» What you are asked to do: Copy out every line exactly as given.

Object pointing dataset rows
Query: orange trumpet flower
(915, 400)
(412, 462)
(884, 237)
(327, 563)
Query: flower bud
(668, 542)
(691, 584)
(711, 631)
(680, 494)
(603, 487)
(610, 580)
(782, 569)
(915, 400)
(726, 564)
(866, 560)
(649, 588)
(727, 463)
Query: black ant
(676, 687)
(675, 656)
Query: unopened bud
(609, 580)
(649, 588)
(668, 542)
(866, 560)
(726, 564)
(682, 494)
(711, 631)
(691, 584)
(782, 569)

» Response to the task:
Query: orange trumpet flower
(915, 400)
(412, 462)
(884, 237)
(327, 563)
Query: flower bud
(668, 542)
(691, 584)
(711, 631)
(680, 494)
(603, 487)
(610, 580)
(782, 569)
(915, 400)
(726, 564)
(866, 560)
(649, 588)
(727, 463)
Query: black ant
(676, 687)
(675, 656)
Query: unopened bud
(609, 580)
(649, 588)
(668, 542)
(866, 560)
(726, 564)
(682, 494)
(711, 631)
(691, 584)
(782, 569)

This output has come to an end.